[Items from a data source]

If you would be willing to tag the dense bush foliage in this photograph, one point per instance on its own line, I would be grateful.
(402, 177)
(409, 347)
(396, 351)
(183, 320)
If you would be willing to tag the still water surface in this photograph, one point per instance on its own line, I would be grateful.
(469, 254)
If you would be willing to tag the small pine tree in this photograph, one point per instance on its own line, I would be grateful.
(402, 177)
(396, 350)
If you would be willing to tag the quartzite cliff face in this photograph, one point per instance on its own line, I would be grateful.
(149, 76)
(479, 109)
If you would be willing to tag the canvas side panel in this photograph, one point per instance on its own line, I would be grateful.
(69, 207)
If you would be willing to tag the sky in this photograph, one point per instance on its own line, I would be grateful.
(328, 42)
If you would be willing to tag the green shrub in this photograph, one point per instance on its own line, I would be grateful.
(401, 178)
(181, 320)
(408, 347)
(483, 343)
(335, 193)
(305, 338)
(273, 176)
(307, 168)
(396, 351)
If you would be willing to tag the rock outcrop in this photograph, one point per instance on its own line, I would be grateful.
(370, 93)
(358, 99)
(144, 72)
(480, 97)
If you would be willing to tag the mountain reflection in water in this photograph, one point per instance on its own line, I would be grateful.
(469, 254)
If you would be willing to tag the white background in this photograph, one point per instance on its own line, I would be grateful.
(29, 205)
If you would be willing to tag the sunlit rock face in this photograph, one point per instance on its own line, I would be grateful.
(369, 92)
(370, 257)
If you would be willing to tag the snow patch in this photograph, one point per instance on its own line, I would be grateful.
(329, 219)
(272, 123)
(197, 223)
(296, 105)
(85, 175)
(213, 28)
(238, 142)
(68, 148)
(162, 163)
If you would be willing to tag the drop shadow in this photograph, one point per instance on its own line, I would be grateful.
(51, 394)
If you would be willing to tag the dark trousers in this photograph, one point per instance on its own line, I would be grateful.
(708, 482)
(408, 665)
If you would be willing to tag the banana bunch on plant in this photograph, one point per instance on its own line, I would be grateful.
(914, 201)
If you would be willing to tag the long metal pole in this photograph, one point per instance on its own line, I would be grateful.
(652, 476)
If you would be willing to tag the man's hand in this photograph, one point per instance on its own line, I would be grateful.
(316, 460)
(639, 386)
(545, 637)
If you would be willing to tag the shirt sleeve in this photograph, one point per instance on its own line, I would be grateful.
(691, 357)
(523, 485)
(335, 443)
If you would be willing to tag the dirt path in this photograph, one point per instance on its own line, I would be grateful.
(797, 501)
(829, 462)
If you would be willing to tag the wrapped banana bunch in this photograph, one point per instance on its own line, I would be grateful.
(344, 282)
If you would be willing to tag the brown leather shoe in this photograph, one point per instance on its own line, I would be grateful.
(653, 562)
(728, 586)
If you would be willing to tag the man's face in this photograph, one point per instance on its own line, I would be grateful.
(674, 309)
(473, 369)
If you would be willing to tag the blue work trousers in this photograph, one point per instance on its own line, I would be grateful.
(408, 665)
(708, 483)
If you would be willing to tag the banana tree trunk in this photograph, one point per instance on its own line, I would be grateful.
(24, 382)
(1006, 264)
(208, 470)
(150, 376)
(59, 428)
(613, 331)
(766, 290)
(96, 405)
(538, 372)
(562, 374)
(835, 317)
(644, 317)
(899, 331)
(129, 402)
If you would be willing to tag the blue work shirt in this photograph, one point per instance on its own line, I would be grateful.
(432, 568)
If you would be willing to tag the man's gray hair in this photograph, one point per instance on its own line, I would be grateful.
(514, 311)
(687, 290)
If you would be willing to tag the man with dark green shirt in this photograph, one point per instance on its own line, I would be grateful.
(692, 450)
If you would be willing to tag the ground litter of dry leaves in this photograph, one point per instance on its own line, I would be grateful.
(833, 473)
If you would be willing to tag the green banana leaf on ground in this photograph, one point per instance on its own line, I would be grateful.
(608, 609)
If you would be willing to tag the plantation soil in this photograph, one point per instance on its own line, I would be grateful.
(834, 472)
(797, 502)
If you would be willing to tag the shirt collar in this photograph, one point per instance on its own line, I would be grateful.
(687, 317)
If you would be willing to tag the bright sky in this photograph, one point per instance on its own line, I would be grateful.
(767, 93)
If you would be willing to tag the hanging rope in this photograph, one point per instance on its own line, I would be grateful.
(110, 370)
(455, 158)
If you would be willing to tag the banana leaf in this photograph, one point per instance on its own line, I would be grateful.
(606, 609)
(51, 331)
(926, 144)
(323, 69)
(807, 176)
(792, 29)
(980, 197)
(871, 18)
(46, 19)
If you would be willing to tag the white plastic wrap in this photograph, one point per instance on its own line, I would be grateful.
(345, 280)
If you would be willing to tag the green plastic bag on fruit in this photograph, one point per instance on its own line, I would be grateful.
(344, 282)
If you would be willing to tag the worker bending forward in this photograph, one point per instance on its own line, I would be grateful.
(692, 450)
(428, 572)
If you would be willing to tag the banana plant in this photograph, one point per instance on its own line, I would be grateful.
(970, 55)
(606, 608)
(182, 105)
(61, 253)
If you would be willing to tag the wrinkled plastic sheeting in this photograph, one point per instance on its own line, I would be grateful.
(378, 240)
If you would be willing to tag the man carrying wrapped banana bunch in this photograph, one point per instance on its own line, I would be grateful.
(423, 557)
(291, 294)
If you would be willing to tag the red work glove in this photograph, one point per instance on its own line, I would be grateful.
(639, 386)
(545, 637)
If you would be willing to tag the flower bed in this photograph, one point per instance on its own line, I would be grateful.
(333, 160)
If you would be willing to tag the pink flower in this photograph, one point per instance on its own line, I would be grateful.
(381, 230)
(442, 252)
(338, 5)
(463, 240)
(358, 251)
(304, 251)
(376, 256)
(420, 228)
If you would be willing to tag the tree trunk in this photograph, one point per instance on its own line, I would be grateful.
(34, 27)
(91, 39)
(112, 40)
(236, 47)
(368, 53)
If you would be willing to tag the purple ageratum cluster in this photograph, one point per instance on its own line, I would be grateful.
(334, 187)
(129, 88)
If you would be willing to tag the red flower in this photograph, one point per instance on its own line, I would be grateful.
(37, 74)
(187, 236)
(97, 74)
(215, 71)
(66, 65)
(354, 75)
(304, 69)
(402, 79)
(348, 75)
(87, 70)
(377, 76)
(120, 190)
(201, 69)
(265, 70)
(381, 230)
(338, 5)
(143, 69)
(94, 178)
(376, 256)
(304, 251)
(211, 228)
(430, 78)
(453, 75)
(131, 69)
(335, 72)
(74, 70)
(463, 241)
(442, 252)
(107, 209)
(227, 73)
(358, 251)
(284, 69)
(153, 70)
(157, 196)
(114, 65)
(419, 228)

◆ **Work required**
Your job is to reproduce the data in full, with every line intact.

◆ **Result of the exercise**
If you would be willing to tag the dense bush foliage in this photograph, one point per instance on its own line, I would be grateful.
(402, 177)
(409, 347)
(396, 351)
(183, 320)
If you would be willing to tag the still water surface in this photograph, one point per instance on its own line, I would be grateful.
(469, 254)
If you would be willing to tag the small pine tree in this photograph, one point per instance on its own line, I would be grateful.
(402, 177)
(396, 350)
If you would be willing to tag the quartzite cliff face in this photograph, one point per instance on its own line, I would be grateful.
(149, 76)
(479, 109)
If you would be willing to tag the canvas side panel in this photograph, one point per instance on its own line, I would be grateful.
(69, 207)
If you would be willing to tag the sky in this photograph, one point per instance on its own line, I would be grateful.
(328, 42)
If you would be willing to tag the green shrub in this photograph, one point per instance on its own line, I would be grateful.
(401, 178)
(181, 320)
(408, 347)
(483, 343)
(335, 193)
(305, 338)
(273, 176)
(307, 168)
(396, 351)
If you would be willing to tag the rock outcrop in this photograph, one point per instance on its own line, I would be grateful.
(370, 93)
(358, 99)
(144, 72)
(480, 97)
If you would be willing to tag the mountain reflection in water in this photograph, one point per instance on its own line, I would be grateful.
(469, 254)
If you would be willing to tag the white background in this photograph, one point per instance on its own line, I would be grateful.
(29, 205)
If you would be willing to tag the sunlit rock face in this photograph, one point per instance on its own line, I would be grateful.
(369, 92)
(370, 257)
If you would be willing to tag the snow patch in this photograph, one point per instance on its own line, I would be grateful.
(329, 219)
(272, 123)
(197, 223)
(296, 105)
(85, 175)
(213, 28)
(238, 142)
(68, 148)
(162, 163)
If you would be willing to tag the drop shadow in this photograph, one point per instance on its own line, I would be grateful.
(51, 394)
If you would be willing to tag the dark trousers in this photograph, one point per instance on its own line, I would be grateful.
(708, 482)
(408, 665)
If you would be willing to tag the banana bunch on plant in this photograph, one point per instance on its own line, I would be grateful.
(914, 201)
If you would be willing to tag the long metal pole in this photograph, one point per instance on its own line, I would be grateful.
(652, 476)
If you would be willing to tag the man's hand in this photograph, one point per instance on its own line, I would be grateful.
(316, 460)
(639, 386)
(545, 637)
If you would be willing to tag the shirt sleeve in this photograph, one point per instance on its own line, I would be grateful.
(691, 357)
(523, 485)
(335, 443)
If you would be willing to tag the dirt path in this photograph, one point per instance on its own line, I would be grateful.
(797, 501)
(829, 462)
If you would be willing to tag the wrapped banana bunch in this photograph, one point per instance on its own line, I would be grateful.
(344, 282)
If you would be willing to tag the brown leather shoe in this photograph, one point per instance on its own line, I would be grateful.
(653, 562)
(728, 586)
If you would be willing to tag the man's face in this photograph, one point per instance on its own line, I would be grateful.
(674, 309)
(473, 369)
If you would be willing to tag the blue work trousers in this photograph, one point per instance on its own line, I would be grateful.
(408, 665)
(708, 483)
If you would be willing to tag the banana tree trunk in this photograph, one point per instance on its own line, I would be grateful.
(24, 382)
(1006, 264)
(208, 470)
(150, 376)
(59, 428)
(613, 331)
(766, 290)
(96, 405)
(538, 372)
(562, 374)
(835, 317)
(644, 317)
(899, 331)
(129, 402)
If you would be willing to tag the blue work shirt in this photograph, one point per instance on its own line, I would be grateful.
(432, 568)
If you would be willing to tag the man's gray hair in this photograph, one point per instance on its own line, I would be grateful.
(514, 311)
(687, 290)
If you would be willing to tag the man with dark green shirt in this photograph, one point per instance on its own line, I would be grateful.
(692, 450)
If you would be willing to tag the ground litter of dry leaves in this photograph, one point per instance on its own line, I would be grateful.
(833, 473)
If you would be willing to tag the green banana leaf on ground in this photograph, one point per instance on its own line, I would be grateful.
(608, 609)
If you would be willing to tag the plantation soil in this photograph, one point per instance on its own line, I would be grateful.
(834, 472)
(797, 502)
If you would be willing to tag the shirt collar in this photograph, one point per instance on its own line, I would be grateful.
(687, 317)
If you would be willing to tag the bright sky in this photograph, one point per instance on its own line, I would be grateful.
(767, 93)
If you would be willing to tag the hanging rope in this photograph, one point per instance on its own line, I would be grateful.
(110, 370)
(455, 158)
If you would be willing to tag the banana leaf in this photograph, one point per instance on its own line, I would be grateful.
(606, 609)
(51, 331)
(926, 144)
(323, 69)
(807, 176)
(792, 29)
(980, 197)
(871, 18)
(46, 19)
If you would be willing to tag the white plastic wrap in this photograph, one point per instance on its own line, I would be grateful.
(345, 280)
If you would be willing to tag the green plastic bag on fruit in this photograph, one point per instance on its own line, I would be grateful.
(344, 282)
If you would be willing to tag the worker bending forward in this photograph, one point per instance on its own line, I would be grateful.
(692, 450)
(428, 572)
If you would be willing to tag the banana plant in this photograph, one point per instance on its own line, I would be grateful.
(970, 55)
(606, 608)
(182, 105)
(61, 253)
If you would be willing to tag the wrinkled plastic sheeting in this photograph, one point per instance on its own line, I would be grateful.
(378, 240)
If you would be willing to tag the man carrying wrapped banana bunch in this photograph, one point per instance on its own line, I would be grateful.
(423, 557)
(291, 294)
If you would be willing to tag the red work glove in this photograph, one point per instance on its own line, I would be grateful.
(639, 386)
(545, 637)
If you would be willing to tag the flower bed in this photograph, one point per instance on its own line, I would be grateful.
(333, 160)
If you would be willing to tag the pink flower in this photograph, one point per instance on its own line, I would be grateful.
(381, 230)
(442, 252)
(338, 5)
(463, 240)
(358, 251)
(304, 251)
(376, 256)
(420, 228)
If you would be willing to tag the tree trunk in this photograph, one point per instance on its own line, I would be grateful.
(34, 27)
(91, 39)
(112, 40)
(236, 47)
(368, 53)
If you would be willing to tag the purple ageratum cluster in this photograph, one point per instance on its own line, I would be grateful.
(334, 187)
(129, 88)
If you would be willing to tag the red flower in this photograph, one point per instance on its own line, I would be grateful.
(37, 74)
(187, 236)
(97, 74)
(215, 71)
(66, 65)
(354, 75)
(304, 69)
(402, 79)
(348, 75)
(87, 70)
(377, 76)
(120, 190)
(201, 69)
(265, 70)
(381, 230)
(338, 5)
(143, 69)
(94, 178)
(376, 256)
(304, 251)
(211, 228)
(430, 78)
(453, 75)
(131, 69)
(335, 72)
(74, 70)
(463, 241)
(442, 252)
(107, 209)
(227, 73)
(358, 251)
(284, 69)
(153, 70)
(157, 196)
(114, 65)
(419, 228)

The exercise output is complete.